TASKS TO PERFORM:
(A) In the article about Anthaea-Grace, copy the part starting at "Growing up surrounded" and ending at "all her life.", renaming "veterinarian" to "zoologist" wherever it occurs.
(B) Shorten the paragraph of the article about Anthaea-Grace that begins "But, seeing first-hand" while keeping its main facts.

SUPPLIED TEXT:
=-=-=

Anthaea Grace
"I want people to know that I may be 13, but I'm also a master’s student, I'm a researcher studying Parkinson's disease, and…" says Anthaea-Grace Patricia Dennis, adding with a smile, "…maybe in a few years you'll see me being your doctor." (Photo: UHN)

Growing up surrounded by pets, 13 year-old Anthaea-Grace Patricia Dennis originally wanted to be a veterinarian.

But, seeing first-hand how close family members were impacted by neurological illnesses such as Alzheimer's disease and having benefited from the influence of her mother and grandmother – both scientists themselves – sparked an interest that has led her toward a career in science and medicine.

"When you think of a 13 year-old, you typically think of a middle school student, not a university graduate, which I am," says Anthaea-Grace.

"I want people to know that I may be 13, but I'm also a master's student, I'm a researcher studying Parkinson's disease, and…" she adds, smiling, "…maybe in a few years you'll see me being your doctor."

Anthaea-Grace has been breaking stereotypes all her life.

"My mom was teaching me to read from an early age, keeping me active, interested, helping me learn, and she noticed that I was picking up on material quicker than she would've expected," recalls Anthaea-Grace.

Anthaea-Grace Patricia Dennis is a Master's student in Dr. Antonio Strafella's lab at UHN's Krembil Brain Institute, studying Parkinson's disease. (Photo: UHN)

=-=-=

PROVIDED RECORDS:
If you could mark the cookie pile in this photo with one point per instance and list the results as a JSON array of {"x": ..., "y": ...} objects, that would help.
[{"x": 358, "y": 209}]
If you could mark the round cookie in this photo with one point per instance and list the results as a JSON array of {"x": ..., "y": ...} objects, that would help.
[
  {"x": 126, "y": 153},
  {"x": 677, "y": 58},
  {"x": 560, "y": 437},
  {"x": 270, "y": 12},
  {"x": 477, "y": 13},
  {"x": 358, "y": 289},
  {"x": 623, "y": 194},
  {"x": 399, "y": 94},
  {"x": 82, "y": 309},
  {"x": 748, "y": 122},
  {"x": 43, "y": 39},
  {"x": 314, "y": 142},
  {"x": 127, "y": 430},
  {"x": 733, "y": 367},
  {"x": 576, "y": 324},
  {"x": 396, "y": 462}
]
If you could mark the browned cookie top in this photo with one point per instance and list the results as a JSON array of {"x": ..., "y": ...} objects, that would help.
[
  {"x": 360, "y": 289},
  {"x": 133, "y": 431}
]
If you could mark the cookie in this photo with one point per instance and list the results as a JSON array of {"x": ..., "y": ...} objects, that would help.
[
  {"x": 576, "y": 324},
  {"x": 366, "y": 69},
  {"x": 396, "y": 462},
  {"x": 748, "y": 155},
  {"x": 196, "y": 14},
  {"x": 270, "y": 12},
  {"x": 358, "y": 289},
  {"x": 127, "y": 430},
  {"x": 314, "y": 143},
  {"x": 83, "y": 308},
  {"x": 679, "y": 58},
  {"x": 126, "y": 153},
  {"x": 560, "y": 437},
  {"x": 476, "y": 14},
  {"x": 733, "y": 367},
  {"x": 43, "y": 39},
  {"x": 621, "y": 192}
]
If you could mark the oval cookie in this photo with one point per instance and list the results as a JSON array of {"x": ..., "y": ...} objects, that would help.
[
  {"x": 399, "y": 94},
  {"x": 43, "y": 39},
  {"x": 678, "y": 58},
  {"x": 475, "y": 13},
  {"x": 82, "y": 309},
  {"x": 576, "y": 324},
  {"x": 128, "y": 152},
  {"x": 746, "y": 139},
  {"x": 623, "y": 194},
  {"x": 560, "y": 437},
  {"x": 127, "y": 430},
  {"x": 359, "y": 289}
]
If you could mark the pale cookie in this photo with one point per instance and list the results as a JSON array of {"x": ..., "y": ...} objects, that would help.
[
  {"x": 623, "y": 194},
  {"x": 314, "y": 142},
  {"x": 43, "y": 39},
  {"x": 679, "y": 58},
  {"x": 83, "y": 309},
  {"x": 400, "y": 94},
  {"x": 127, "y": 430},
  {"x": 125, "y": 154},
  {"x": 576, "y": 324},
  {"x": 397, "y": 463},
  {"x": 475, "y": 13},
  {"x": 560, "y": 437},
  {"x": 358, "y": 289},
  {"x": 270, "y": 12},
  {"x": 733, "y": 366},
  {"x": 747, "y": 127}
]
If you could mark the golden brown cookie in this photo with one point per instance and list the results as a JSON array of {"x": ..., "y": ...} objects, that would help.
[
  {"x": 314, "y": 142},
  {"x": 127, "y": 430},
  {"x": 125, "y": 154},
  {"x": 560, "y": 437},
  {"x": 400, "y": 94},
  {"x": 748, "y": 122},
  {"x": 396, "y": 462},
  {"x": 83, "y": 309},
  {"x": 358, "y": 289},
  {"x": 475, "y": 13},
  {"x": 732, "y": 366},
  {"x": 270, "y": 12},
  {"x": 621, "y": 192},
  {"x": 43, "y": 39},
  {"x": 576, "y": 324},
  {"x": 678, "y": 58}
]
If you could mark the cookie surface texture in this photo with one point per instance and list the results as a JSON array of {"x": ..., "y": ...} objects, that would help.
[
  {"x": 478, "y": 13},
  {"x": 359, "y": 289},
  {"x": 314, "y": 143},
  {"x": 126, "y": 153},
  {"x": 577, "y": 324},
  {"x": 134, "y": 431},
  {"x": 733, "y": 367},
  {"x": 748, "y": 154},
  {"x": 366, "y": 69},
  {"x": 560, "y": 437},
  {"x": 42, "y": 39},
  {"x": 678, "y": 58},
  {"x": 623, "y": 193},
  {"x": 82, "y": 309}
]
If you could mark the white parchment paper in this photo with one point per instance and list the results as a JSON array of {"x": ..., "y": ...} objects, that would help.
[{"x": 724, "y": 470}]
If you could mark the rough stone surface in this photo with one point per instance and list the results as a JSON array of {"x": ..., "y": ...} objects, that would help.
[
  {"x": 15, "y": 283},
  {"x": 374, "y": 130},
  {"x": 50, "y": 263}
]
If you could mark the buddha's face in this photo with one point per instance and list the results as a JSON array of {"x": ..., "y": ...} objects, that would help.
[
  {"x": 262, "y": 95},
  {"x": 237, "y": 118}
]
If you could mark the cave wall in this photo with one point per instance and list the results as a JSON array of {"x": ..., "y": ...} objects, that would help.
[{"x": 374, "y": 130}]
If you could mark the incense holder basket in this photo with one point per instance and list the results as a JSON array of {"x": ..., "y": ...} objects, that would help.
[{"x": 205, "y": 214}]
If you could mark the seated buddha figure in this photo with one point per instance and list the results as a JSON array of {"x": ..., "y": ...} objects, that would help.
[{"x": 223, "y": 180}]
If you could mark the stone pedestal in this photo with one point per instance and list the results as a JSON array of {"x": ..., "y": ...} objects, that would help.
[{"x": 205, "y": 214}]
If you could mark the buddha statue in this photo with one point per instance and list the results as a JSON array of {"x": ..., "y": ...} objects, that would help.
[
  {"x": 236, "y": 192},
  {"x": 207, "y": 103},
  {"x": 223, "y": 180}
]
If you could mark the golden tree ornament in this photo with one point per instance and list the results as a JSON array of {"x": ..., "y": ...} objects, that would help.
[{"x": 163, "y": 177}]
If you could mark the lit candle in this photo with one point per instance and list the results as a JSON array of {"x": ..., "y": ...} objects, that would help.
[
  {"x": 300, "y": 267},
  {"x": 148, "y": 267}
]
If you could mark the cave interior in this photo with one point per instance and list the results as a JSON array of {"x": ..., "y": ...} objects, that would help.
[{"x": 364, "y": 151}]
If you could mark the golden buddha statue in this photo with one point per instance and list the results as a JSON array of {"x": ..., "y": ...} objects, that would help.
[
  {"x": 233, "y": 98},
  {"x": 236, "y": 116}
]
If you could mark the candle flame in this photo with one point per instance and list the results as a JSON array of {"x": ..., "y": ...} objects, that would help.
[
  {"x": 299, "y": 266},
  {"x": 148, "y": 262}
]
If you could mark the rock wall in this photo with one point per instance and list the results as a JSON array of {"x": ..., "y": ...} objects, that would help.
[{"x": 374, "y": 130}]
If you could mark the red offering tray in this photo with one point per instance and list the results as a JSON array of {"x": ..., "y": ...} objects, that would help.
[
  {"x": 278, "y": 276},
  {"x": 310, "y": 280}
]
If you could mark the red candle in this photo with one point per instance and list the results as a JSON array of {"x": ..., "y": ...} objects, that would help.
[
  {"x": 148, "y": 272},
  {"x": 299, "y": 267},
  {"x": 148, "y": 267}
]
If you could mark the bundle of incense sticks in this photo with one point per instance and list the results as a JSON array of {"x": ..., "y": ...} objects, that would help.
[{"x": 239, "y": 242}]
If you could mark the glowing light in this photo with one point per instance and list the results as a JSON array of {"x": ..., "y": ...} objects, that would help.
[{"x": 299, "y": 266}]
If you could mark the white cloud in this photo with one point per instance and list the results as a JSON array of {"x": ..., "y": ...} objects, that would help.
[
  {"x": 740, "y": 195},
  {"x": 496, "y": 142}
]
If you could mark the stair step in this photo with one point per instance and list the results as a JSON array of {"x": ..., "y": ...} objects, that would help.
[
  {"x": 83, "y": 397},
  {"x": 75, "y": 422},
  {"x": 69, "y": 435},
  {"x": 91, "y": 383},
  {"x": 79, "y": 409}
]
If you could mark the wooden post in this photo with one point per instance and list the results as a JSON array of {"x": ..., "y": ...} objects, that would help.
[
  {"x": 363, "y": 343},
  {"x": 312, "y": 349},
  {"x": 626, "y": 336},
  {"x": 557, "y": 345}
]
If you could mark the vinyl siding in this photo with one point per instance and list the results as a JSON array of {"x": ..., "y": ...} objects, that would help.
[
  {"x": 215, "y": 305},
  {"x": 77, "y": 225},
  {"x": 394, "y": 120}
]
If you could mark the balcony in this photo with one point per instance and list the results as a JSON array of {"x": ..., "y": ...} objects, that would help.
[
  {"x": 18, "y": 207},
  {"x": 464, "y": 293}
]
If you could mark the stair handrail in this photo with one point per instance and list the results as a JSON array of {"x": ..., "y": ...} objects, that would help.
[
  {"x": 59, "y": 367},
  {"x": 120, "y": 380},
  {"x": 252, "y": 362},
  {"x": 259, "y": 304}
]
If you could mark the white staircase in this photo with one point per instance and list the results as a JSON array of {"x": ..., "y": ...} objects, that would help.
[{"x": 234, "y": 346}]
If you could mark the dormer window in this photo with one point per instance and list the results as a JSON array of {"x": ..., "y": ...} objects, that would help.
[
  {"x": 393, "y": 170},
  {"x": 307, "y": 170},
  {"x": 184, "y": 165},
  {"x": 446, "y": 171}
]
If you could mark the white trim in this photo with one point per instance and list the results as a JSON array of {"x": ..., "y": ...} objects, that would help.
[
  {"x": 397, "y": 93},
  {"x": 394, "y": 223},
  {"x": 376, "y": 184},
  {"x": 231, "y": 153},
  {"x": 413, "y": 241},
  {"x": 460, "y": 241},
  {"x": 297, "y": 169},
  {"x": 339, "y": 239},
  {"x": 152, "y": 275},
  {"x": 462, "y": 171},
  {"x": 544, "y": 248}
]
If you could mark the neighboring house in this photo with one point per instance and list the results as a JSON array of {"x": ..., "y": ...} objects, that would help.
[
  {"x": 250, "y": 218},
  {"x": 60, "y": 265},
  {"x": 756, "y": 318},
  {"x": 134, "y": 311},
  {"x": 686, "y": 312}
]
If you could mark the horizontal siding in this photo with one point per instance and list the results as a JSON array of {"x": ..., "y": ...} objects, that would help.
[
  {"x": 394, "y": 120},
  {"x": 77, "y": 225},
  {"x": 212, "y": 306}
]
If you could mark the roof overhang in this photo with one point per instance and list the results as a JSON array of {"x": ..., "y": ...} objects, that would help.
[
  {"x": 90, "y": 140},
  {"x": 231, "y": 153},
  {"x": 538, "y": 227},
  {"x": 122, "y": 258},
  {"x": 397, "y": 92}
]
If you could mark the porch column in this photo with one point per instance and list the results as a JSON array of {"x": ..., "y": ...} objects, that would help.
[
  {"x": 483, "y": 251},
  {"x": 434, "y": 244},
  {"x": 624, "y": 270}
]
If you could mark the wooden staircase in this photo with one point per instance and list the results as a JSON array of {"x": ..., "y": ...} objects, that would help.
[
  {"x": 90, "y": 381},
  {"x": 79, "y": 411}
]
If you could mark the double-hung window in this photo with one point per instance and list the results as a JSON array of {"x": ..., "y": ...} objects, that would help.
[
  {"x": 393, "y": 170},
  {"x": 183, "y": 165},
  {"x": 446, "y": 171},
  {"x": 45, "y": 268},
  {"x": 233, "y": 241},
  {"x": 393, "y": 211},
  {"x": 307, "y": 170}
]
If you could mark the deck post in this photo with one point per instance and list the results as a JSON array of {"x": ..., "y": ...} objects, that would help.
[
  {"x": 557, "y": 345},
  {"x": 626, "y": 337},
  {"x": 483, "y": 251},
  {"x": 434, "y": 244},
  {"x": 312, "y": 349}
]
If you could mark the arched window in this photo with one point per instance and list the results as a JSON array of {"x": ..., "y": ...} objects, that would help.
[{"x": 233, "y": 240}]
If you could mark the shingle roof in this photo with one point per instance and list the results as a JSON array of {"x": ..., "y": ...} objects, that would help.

=-=-=

ANSWERS TO THE TASKS:
(A)
Growing up surrounded by pets, 13 year-old Anthaea-Grace Patricia Dennis originally wanted to be a zoologist.

But, seeing first-hand how close family members were impacted by neurological illnesses such as Alzheimer's disease and having benefited from the influence of her mother and grandmother – both scientists themselves – sparked an interest that has led her toward a career in science and medicine.

"When you think of a 13 year-old, you typically think of a middle school student, not a university graduate, which I am," says Anthaea-Grace.

"I want people to know that I may be 13, but I'm also a master's student, I'm a researcher studying Parkinson's disease, and…" she adds, smiling, "…maybe in a few years you'll see me being your doctor."

Anthaea-Grace has been breaking stereotypes all her life.

(B) Watching close family members affected by neurological illnesses such as Alzheimer's disease, along with the influence of her mother and grandmother, both scientists, steered her toward a career in science and medicine.